**Instructions for the task**
Extract each line of the data that contains the word "curtain", copying every such line in full.
** START OF Records for this exercise **
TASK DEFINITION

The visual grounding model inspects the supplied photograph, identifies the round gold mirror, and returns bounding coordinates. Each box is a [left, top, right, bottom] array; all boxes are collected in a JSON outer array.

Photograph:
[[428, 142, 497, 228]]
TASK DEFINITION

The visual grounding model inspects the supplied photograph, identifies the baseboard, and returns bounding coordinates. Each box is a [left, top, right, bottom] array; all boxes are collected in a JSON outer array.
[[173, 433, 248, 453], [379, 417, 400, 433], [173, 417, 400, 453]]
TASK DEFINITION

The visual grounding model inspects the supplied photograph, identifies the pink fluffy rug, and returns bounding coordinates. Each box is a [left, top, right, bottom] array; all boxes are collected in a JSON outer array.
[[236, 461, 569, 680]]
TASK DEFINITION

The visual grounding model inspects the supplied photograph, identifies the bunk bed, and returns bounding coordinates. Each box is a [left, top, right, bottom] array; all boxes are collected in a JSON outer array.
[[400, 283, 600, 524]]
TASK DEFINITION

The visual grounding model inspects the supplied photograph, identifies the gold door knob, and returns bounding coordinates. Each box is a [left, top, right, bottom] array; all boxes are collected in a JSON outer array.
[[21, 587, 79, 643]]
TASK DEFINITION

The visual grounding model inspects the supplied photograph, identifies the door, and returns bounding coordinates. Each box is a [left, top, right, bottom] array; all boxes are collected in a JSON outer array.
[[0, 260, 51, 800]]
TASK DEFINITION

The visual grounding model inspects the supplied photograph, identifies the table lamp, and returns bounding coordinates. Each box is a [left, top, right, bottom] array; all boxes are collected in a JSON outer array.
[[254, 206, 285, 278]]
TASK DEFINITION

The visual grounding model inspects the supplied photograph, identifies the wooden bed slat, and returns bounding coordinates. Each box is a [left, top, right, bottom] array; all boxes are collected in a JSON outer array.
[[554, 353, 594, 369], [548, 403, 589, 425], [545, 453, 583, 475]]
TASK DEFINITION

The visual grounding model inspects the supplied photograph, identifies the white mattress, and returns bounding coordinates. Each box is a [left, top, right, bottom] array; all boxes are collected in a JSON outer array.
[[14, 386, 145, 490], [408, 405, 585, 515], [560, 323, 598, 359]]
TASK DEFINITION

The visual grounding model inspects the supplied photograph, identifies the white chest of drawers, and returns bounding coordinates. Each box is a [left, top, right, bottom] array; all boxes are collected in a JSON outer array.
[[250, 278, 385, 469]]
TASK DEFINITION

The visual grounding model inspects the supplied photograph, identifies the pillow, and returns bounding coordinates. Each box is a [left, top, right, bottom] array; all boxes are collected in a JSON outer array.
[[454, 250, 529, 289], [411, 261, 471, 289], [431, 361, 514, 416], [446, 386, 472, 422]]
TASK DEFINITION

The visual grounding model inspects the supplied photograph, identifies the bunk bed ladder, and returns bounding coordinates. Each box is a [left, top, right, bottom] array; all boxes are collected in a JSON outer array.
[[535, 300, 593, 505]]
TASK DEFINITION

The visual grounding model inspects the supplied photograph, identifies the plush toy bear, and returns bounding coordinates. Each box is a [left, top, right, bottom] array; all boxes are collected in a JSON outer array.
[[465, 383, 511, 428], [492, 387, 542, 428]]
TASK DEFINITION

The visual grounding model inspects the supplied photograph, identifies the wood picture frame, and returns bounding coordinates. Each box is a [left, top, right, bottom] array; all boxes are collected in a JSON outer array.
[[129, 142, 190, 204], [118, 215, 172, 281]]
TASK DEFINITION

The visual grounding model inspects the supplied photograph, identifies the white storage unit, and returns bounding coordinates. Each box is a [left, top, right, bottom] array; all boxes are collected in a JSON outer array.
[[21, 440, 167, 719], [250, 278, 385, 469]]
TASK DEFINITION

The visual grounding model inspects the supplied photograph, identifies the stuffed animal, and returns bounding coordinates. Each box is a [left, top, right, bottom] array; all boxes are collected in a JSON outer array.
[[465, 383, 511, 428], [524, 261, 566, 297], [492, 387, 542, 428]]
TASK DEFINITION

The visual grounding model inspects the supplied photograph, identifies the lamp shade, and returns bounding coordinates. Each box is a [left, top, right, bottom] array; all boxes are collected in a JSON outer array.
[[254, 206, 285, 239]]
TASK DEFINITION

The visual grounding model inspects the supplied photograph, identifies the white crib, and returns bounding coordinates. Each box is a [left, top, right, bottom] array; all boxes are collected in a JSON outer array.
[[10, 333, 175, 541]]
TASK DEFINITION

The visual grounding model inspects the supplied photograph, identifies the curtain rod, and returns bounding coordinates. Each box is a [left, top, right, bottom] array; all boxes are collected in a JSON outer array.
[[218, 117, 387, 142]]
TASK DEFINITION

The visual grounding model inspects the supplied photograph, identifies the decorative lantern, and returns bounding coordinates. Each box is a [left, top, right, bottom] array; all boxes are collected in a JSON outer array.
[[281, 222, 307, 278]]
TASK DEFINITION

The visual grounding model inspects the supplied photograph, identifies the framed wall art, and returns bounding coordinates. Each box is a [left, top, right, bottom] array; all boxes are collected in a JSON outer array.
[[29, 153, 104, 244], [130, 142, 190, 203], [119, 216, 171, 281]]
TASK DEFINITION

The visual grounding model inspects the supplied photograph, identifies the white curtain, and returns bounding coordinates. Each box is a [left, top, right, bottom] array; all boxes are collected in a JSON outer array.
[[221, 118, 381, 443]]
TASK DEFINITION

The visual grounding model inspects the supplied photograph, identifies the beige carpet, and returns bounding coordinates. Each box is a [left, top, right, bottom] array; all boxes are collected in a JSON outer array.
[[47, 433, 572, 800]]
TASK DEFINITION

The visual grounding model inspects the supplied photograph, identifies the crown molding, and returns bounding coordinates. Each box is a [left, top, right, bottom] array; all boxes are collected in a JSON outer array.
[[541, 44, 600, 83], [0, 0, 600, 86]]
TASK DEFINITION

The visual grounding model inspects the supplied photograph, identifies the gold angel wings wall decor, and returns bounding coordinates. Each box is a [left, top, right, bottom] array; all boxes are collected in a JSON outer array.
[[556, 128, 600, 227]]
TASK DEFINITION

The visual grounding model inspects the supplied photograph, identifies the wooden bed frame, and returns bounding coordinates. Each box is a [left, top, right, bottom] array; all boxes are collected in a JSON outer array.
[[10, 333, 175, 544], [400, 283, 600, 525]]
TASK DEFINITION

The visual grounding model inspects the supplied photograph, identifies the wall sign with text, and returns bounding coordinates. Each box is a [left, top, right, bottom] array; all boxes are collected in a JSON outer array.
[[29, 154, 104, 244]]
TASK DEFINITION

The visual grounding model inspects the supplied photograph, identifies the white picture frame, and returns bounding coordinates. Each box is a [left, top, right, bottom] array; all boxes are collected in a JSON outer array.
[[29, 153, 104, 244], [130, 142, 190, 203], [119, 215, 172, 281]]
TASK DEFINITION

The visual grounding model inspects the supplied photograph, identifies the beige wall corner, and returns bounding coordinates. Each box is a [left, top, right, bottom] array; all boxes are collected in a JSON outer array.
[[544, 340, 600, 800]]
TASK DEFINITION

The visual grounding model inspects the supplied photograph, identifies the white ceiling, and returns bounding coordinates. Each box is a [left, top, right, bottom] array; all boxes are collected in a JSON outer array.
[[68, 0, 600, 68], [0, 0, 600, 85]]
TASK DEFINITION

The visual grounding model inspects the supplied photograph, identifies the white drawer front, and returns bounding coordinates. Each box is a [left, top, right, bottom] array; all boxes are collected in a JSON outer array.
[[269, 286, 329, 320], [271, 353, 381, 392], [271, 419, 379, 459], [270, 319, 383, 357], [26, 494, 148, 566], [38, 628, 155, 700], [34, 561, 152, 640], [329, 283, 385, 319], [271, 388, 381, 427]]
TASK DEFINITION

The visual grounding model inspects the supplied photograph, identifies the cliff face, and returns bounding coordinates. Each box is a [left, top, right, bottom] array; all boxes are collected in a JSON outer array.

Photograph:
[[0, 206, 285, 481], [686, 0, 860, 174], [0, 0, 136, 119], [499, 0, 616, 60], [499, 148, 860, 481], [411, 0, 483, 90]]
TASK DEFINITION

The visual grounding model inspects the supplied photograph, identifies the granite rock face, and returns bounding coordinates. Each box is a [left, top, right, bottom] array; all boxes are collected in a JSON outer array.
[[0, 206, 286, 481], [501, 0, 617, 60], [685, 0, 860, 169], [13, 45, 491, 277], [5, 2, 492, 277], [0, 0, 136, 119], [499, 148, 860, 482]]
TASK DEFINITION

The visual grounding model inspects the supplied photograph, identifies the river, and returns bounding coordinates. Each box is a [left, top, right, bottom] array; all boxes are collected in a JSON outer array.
** END OF Records for this exercise **
**Task answer**
The visual grounding model inspects the supplied photograph, identifies the curtain rod, and returns bounding coordinates. Each box is a [left, top, right, bottom] array; all boxes are collected in a JSON outer array.
The visual grounding model inspects the supplied photograph, identifies the white curtain, and returns bounding coordinates. Each box is a [left, top, right, bottom] array; all boxes are collected in a JSON outer array.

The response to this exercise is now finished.